## Tasks for this exercise:
(a) Summarize the passage on the Radium Girls production in two sentences.
(b) From the passage on the Radium Girls production, list every student named as a student director or stage manager.
(c) Recast the paragraph of the passage on the Radium Girls production that opens "The production of Radium Girls started" as a bulleted list, keeping its main facts.

## Text shown:
--------

Allison Goode, who plays the lead role of Grace Fryer, expressed, “I hope that the audiences will keep in mind that this happened, and the people they are seeing onstage are real people…their lives and their deaths helped put in important workplace safety.”
The production of Radium Girls started with auditions in the second week of school, and in under nine weeks, the show is almost ready to hit the auditorium stage. Mr. Tillotson, the current ninth-grade Speech and Communications teacher at Prairieview, is stepping up as a director while Mrs. Payton is away on maternity leave. He works alongside Mr. Van Alstyne, student directors Sydney LePorte, Luca Jenkin and Ava Hansen and stage managers Ella Friedel and Anya Koehler to manage a cast and crew of over fifty students.
Tillotson stated, “In high school, I decided I wanted to be a director for students to give them the experiences and options I had, so I [am] super excited to get to do it.”
Tillotson is directing a high school show for the first time with Radium Girls, and this period piece has presented challenges and triumphs for not only him but the students and staff working relentlessly to tell a true story creatively and innovatively.
Like all activities, the fall play emphasizes student work, implementing three student directors to practice leading a group through a production. LePorte explained, “There’s a different relationship between an adult director and a student director because I’m friends with these people, not just their director… and that gives me a unique way to approach things and maybe even more trust.”

--------

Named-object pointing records
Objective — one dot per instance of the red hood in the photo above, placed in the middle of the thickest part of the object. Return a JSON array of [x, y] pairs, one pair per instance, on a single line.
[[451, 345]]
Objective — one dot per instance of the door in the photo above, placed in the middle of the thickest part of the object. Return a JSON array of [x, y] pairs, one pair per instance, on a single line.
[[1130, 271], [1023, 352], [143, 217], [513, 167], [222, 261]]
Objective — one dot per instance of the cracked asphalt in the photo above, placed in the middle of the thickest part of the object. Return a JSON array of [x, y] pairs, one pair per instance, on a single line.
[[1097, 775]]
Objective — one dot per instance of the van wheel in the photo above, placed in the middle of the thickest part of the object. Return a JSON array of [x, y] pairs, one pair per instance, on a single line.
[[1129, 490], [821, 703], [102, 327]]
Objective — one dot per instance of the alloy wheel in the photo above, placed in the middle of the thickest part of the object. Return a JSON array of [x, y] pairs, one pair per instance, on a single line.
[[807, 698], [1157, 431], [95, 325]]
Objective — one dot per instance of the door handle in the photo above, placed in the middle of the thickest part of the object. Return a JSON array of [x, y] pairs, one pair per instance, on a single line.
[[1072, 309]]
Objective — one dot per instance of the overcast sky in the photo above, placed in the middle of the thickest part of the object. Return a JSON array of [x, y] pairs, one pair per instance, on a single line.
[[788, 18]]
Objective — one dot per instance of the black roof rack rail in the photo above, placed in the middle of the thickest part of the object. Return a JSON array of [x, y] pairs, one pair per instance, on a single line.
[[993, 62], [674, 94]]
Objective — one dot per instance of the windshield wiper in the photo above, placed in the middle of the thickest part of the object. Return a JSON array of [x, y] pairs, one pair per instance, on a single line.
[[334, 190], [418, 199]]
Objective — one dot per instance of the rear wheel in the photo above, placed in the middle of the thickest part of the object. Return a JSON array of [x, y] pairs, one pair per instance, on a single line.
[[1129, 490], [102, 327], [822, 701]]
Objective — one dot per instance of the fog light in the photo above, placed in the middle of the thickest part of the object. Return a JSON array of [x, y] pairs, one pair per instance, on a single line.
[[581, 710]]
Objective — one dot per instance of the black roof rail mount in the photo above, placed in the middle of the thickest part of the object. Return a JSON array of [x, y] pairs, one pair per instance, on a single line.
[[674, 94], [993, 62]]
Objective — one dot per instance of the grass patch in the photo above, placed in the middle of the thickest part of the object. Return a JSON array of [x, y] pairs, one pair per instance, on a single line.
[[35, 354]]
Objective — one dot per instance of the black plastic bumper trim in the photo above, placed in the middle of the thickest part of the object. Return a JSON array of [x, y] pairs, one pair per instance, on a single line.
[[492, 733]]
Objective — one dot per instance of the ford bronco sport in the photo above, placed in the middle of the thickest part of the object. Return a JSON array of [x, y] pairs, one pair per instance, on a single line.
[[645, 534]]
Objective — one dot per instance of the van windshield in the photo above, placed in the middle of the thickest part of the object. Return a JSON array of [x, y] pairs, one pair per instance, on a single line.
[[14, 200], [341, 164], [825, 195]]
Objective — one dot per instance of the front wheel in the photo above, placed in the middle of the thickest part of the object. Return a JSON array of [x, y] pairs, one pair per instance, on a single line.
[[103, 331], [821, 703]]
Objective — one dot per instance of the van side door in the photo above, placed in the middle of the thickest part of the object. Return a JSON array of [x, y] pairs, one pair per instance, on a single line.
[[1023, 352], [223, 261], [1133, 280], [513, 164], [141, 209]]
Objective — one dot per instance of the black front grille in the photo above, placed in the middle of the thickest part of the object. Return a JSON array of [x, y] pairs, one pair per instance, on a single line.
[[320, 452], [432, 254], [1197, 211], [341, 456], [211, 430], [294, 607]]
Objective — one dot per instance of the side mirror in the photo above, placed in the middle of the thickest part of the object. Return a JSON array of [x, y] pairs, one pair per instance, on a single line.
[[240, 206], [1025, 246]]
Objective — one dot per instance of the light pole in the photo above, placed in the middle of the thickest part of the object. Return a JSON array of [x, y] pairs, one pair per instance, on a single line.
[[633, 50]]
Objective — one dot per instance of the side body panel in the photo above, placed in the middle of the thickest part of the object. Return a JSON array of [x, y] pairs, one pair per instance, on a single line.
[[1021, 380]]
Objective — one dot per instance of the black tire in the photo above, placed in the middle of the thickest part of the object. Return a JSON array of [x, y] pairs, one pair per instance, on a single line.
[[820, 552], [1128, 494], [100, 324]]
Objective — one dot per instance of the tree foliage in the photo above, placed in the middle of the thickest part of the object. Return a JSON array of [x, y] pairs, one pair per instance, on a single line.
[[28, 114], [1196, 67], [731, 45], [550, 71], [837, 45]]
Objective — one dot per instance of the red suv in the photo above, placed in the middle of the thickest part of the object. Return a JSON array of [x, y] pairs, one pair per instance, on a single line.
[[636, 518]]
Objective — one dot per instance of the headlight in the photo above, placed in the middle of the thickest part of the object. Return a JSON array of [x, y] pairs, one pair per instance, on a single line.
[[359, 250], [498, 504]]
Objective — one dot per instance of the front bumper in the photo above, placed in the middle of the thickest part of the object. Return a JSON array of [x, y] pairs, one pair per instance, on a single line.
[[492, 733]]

--------

## Exercise results:
(a) The Radium Girls production began with auditions in the second week of school and is almost ready after under nine weeks. Mr. Tillotson is directing a high school show for the first time while Mrs. Payton is on maternity leave, working with Mr. Van Alstyne, three student directors and two stage managers on a cast and crew of over fifty students to tell a true story that lead actor Allison Goode wants audiences to remember involved real people.

(b)
- Sydney LePorte
- Luca Jenkin
- Ava Hansen
- Ella Friedel
- Anya Koehler

(c)
- Auditions took place in the second week of school, and the show is almost ready in under nine weeks.
- Mr. Tillotson, the ninth-grade Speech and Communications teacher at Prairieview, is directing while Mrs. Payton is on maternity leave.
- He works with Mr. Van Alstyne, student directors Sydney LePorte, Luca Jenkin and Ava Hansen, and stage managers Ella Friedel and Anya Koehler.
- Together they manage a cast and crew of over fifty students.